▶ What to do:
Show every line in the entries below where the word "metal" appears.

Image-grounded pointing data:
□ □ □

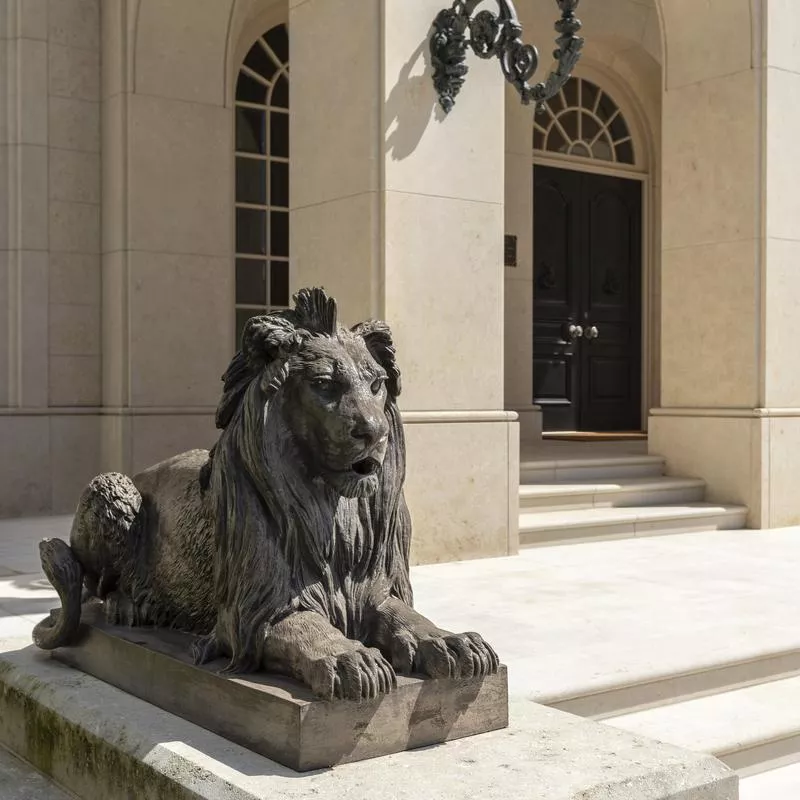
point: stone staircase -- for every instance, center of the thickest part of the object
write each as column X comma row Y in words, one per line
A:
column 746, row 713
column 576, row 493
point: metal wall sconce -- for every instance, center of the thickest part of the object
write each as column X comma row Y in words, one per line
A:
column 499, row 35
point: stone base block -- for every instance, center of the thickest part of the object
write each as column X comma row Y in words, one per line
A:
column 278, row 717
column 100, row 742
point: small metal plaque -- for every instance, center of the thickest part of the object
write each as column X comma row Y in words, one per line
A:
column 510, row 248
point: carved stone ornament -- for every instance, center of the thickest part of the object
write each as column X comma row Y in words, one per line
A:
column 499, row 35
column 286, row 547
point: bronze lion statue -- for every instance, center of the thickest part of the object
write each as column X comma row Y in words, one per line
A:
column 286, row 547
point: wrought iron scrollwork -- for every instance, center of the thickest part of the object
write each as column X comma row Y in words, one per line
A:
column 500, row 35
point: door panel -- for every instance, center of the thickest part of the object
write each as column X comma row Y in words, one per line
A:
column 587, row 262
column 556, row 294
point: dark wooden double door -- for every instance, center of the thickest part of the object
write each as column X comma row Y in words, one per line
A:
column 587, row 357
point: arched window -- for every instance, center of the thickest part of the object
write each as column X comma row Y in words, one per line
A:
column 262, row 178
column 582, row 120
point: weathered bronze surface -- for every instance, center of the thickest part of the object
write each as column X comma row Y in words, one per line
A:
column 285, row 548
column 490, row 35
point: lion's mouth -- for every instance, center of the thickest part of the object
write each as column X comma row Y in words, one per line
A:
column 366, row 467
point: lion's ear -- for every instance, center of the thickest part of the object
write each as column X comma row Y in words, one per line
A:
column 269, row 338
column 378, row 338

□ □ □

▶ Output for this task:
point: metal wall sconce -- for every instance, center of the thickest part of the object
point: small metal plaque -- for every instance, center of the thickest part of the object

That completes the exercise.